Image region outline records
● ● ● ● ●

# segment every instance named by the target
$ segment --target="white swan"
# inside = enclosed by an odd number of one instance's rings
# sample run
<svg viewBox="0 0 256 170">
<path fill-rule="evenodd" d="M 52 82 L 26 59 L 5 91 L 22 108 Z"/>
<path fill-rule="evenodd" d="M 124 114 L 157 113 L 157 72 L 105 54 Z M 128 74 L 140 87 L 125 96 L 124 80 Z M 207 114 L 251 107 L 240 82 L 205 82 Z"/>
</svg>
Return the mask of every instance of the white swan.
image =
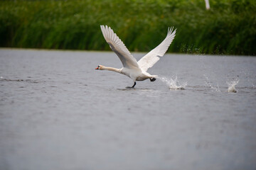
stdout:
<svg viewBox="0 0 256 170">
<path fill-rule="evenodd" d="M 99 65 L 95 69 L 113 71 L 130 77 L 134 81 L 134 85 L 130 88 L 135 86 L 136 81 L 147 79 L 149 79 L 151 81 L 156 80 L 157 76 L 151 75 L 146 72 L 146 70 L 159 60 L 160 57 L 164 56 L 175 37 L 176 30 L 173 31 L 173 28 L 169 28 L 166 38 L 164 41 L 137 62 L 110 27 L 100 26 L 100 28 L 110 48 L 120 59 L 123 67 L 116 69 Z"/>
</svg>

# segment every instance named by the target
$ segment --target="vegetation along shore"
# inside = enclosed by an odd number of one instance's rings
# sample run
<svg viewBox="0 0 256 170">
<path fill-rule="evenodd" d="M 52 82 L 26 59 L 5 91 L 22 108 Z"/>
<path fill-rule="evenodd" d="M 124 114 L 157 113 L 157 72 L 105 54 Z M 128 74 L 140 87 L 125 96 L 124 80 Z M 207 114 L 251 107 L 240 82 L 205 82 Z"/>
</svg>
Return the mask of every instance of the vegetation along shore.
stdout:
<svg viewBox="0 0 256 170">
<path fill-rule="evenodd" d="M 256 55 L 256 1 L 1 1 L 0 47 L 110 50 L 100 25 L 130 51 L 149 51 L 177 28 L 169 52 Z"/>
</svg>

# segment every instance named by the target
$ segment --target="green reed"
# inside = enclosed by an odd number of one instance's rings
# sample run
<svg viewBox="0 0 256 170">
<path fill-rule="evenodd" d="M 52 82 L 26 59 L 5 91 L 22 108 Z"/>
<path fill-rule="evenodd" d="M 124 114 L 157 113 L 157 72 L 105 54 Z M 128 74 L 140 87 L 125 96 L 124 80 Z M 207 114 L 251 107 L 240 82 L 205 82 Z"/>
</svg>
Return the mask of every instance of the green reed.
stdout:
<svg viewBox="0 0 256 170">
<path fill-rule="evenodd" d="M 0 47 L 110 50 L 100 25 L 131 51 L 149 51 L 177 28 L 169 52 L 256 55 L 255 0 L 0 1 Z"/>
</svg>

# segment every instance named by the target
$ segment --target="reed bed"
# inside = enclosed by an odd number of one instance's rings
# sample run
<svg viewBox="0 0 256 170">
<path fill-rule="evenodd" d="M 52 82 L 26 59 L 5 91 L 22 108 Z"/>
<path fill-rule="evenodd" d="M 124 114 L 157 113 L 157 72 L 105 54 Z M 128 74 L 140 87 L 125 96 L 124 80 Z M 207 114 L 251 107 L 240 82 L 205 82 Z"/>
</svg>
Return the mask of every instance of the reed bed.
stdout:
<svg viewBox="0 0 256 170">
<path fill-rule="evenodd" d="M 169 52 L 256 55 L 256 1 L 0 1 L 0 47 L 110 50 L 100 25 L 130 51 L 149 51 L 177 28 Z"/>
</svg>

● ● ● ● ●

**EXERCISE DETAILS**
Pick out every line in the data above that contains the word "mask", treating uppercase and lowercase as different, and copy each of those lines.

**ANSWER TO THIS PROBLEM**
Return the mask of every instance of the white swan.
Return the mask of every instance of the vegetation along shore.
Return the mask of every instance of the green reed.
Return the mask of every instance of the reed bed.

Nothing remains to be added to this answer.